Reproduce the material verbatim, starting at the line containing "Trace black umbrella." and ending at the line containing "top-left (221, 116), bottom-right (368, 204)", with both of those lines included. Leave the pictures out of your answer.

#### Input records

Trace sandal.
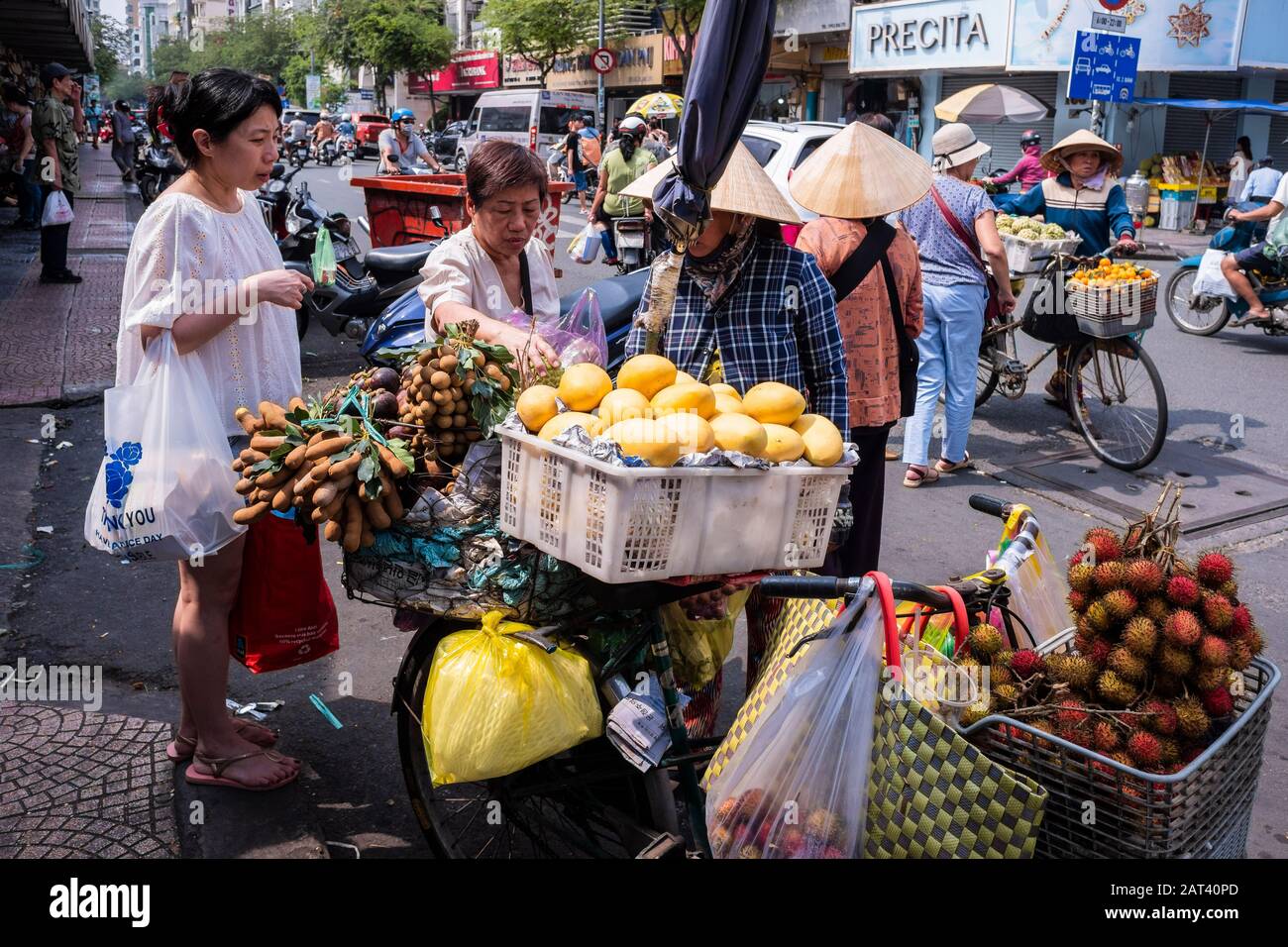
[164,717,277,764]
[935,451,975,473]
[184,750,300,792]
[903,464,939,488]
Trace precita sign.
[850,0,1010,72]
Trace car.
[742,120,845,220]
[353,112,391,156]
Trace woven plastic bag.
[421,612,604,786]
[705,584,884,858]
[85,333,246,562]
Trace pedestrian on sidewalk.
[789,122,934,576]
[31,61,85,283]
[116,68,313,789]
[0,82,40,231]
[899,123,1015,487]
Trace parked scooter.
[1163,202,1288,335]
[278,181,442,339]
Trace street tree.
[483,0,622,85]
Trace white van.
[456,89,595,171]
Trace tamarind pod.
[259,401,286,430]
[327,451,364,480]
[233,404,265,434]
[283,445,309,471]
[250,434,286,454]
[255,467,293,488]
[362,500,393,530]
[344,493,362,553]
[233,501,268,526]
[376,445,407,480]
[304,434,353,460]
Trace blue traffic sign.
[1068,30,1140,102]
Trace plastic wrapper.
[502,287,608,368]
[705,607,883,858]
[421,612,604,786]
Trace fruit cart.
[349,174,574,253]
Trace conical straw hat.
[621,142,802,224]
[787,121,935,218]
[1042,129,1124,174]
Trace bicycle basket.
[963,633,1279,858]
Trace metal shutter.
[1267,78,1288,171]
[940,72,1056,174]
[1163,72,1243,167]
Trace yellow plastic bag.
[661,585,751,690]
[421,612,604,786]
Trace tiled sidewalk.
[0,147,129,407]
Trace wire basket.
[963,630,1279,858]
[1065,281,1158,339]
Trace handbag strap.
[827,218,894,303]
[930,184,988,277]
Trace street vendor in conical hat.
[622,143,850,734]
[622,143,849,432]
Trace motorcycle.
[361,266,648,373]
[278,181,442,339]
[1163,202,1288,335]
[134,142,184,205]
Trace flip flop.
[183,750,300,792]
[164,717,277,764]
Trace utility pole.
[595,0,608,134]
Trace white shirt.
[1240,167,1284,201]
[116,189,301,437]
[420,226,559,339]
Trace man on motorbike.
[376,108,443,174]
[1221,175,1288,329]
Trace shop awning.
[0,0,94,72]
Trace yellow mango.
[514,385,559,434]
[742,381,805,425]
[651,381,716,420]
[711,414,768,458]
[604,417,680,467]
[617,356,675,398]
[657,414,716,455]
[793,415,845,467]
[537,411,599,441]
[760,424,805,464]
[599,388,653,430]
[559,362,613,411]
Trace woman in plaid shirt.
[622,145,850,736]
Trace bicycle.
[975,250,1167,471]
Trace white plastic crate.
[999,233,1082,273]
[498,430,850,582]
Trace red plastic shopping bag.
[228,513,340,674]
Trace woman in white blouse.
[116,68,313,789]
[420,141,559,371]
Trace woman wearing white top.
[420,142,559,371]
[116,68,313,789]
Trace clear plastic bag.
[85,333,246,559]
[707,601,884,858]
[505,287,608,368]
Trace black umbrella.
[653,0,776,241]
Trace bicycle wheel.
[395,624,648,858]
[1163,268,1231,335]
[1065,336,1167,471]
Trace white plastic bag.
[705,600,884,858]
[85,333,246,559]
[568,223,602,263]
[40,191,76,227]
[1192,250,1237,299]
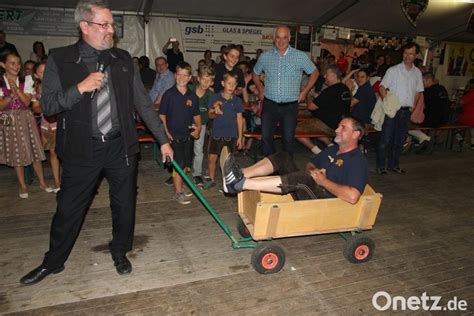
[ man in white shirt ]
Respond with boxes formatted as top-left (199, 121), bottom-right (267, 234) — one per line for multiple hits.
top-left (376, 43), bottom-right (424, 174)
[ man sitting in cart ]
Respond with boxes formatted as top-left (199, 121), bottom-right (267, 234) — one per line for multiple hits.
top-left (221, 116), bottom-right (368, 204)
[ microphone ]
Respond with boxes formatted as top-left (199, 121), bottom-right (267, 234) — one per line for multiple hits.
top-left (91, 50), bottom-right (110, 99)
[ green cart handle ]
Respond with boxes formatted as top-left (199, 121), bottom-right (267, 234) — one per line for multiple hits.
top-left (170, 157), bottom-right (255, 248)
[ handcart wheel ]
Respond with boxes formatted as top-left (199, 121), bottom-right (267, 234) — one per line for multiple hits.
top-left (251, 242), bottom-right (285, 274)
top-left (237, 217), bottom-right (252, 238)
top-left (343, 235), bottom-right (375, 263)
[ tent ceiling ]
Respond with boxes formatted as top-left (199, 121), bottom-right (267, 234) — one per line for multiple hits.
top-left (2, 0), bottom-right (474, 42)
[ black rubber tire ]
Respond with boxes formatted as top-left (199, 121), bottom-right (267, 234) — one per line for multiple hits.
top-left (250, 242), bottom-right (285, 274)
top-left (343, 234), bottom-right (375, 264)
top-left (237, 217), bottom-right (252, 238)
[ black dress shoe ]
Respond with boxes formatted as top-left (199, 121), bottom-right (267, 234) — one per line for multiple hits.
top-left (113, 255), bottom-right (132, 274)
top-left (20, 265), bottom-right (64, 285)
top-left (388, 167), bottom-right (405, 174)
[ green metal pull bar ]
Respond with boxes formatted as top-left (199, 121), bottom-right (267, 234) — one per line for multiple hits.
top-left (172, 160), bottom-right (239, 244)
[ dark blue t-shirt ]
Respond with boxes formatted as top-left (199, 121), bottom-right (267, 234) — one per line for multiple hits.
top-left (208, 93), bottom-right (244, 138)
top-left (313, 145), bottom-right (369, 194)
top-left (352, 82), bottom-right (377, 124)
top-left (160, 86), bottom-right (199, 139)
top-left (214, 64), bottom-right (245, 93)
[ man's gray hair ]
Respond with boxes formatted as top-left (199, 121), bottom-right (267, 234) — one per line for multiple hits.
top-left (326, 64), bottom-right (342, 80)
top-left (74, 0), bottom-right (109, 26)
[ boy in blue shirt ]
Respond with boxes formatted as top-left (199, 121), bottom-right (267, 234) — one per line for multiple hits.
top-left (204, 72), bottom-right (244, 189)
top-left (189, 65), bottom-right (214, 185)
top-left (160, 62), bottom-right (201, 204)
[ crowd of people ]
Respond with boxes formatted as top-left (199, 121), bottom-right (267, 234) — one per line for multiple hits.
top-left (0, 0), bottom-right (474, 284)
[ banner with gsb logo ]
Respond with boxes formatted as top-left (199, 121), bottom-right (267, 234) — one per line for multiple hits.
top-left (179, 20), bottom-right (275, 52)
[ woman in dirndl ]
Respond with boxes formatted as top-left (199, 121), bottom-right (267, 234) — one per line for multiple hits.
top-left (0, 53), bottom-right (53, 199)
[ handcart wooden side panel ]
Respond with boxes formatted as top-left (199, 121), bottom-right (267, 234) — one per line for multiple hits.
top-left (238, 185), bottom-right (382, 240)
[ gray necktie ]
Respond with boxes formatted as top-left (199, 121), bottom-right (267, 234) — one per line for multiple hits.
top-left (97, 72), bottom-right (112, 135)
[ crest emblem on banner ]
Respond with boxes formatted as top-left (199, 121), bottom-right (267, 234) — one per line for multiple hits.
top-left (400, 0), bottom-right (428, 27)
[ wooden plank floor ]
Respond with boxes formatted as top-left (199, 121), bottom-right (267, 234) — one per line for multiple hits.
top-left (0, 144), bottom-right (474, 315)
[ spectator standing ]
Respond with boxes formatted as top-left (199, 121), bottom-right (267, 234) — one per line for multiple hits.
top-left (30, 41), bottom-right (48, 63)
top-left (253, 26), bottom-right (318, 156)
top-left (351, 69), bottom-right (377, 125)
top-left (204, 72), bottom-right (244, 189)
top-left (189, 65), bottom-right (214, 185)
top-left (23, 59), bottom-right (35, 77)
top-left (204, 49), bottom-right (216, 67)
top-left (138, 56), bottom-right (156, 91)
top-left (163, 37), bottom-right (184, 73)
top-left (149, 57), bottom-right (176, 109)
top-left (160, 62), bottom-right (201, 204)
top-left (214, 44), bottom-right (245, 95)
top-left (216, 45), bottom-right (227, 64)
top-left (376, 43), bottom-right (424, 174)
top-left (336, 52), bottom-right (349, 76)
top-left (0, 30), bottom-right (20, 58)
top-left (0, 52), bottom-right (53, 199)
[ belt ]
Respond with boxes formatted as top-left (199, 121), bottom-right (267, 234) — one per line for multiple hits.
top-left (263, 98), bottom-right (298, 106)
top-left (92, 132), bottom-right (121, 143)
top-left (171, 137), bottom-right (191, 144)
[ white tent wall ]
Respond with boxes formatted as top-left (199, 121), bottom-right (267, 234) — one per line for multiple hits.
top-left (7, 15), bottom-right (145, 62)
top-left (148, 16), bottom-right (183, 68)
top-left (117, 15), bottom-right (145, 57)
top-left (148, 16), bottom-right (206, 69)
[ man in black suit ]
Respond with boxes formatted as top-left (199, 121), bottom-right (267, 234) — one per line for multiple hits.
top-left (20, 0), bottom-right (173, 285)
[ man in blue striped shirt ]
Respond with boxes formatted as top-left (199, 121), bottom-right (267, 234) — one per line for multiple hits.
top-left (253, 25), bottom-right (319, 156)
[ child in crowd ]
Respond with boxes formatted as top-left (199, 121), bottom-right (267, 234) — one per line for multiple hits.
top-left (204, 72), bottom-right (244, 189)
top-left (31, 61), bottom-right (61, 193)
top-left (189, 65), bottom-right (214, 185)
top-left (0, 53), bottom-right (53, 199)
top-left (160, 62), bottom-right (201, 204)
top-left (214, 44), bottom-right (245, 95)
top-left (242, 80), bottom-right (263, 154)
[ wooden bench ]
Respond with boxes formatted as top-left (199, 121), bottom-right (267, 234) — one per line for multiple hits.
top-left (243, 124), bottom-right (471, 156)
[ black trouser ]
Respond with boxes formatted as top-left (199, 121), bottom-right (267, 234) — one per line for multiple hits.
top-left (43, 137), bottom-right (137, 269)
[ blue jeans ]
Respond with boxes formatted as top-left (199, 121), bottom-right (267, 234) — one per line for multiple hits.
top-left (262, 98), bottom-right (298, 156)
top-left (377, 108), bottom-right (411, 168)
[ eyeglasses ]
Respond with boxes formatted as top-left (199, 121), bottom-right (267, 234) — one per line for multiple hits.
top-left (83, 20), bottom-right (116, 30)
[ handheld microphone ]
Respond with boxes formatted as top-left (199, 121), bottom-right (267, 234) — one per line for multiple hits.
top-left (91, 51), bottom-right (110, 99)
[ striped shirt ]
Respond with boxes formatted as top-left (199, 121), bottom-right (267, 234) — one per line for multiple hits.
top-left (380, 62), bottom-right (424, 108)
top-left (253, 46), bottom-right (316, 103)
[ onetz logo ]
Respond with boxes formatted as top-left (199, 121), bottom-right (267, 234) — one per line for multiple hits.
top-left (372, 291), bottom-right (467, 311)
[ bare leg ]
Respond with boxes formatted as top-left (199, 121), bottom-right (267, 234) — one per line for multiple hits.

########

_Answer to this problem_:
Trace black umbrella.
[653,0,776,241]
Trace bicycle wheel.
[395,624,648,858]
[1163,268,1231,335]
[1065,336,1167,471]
Trace white plastic bag.
[705,600,884,858]
[85,333,246,559]
[568,223,602,263]
[40,191,76,227]
[1192,250,1237,299]
[ man in white shirt ]
Respond with boxes formatted as top-left (199, 121), bottom-right (267, 234) — one per line for multiple hits.
top-left (376, 43), bottom-right (424, 174)
[ man sitting in cart ]
Respond with boxes formatted as top-left (199, 121), bottom-right (267, 234) — one per line for multiple hits.
top-left (221, 116), bottom-right (368, 204)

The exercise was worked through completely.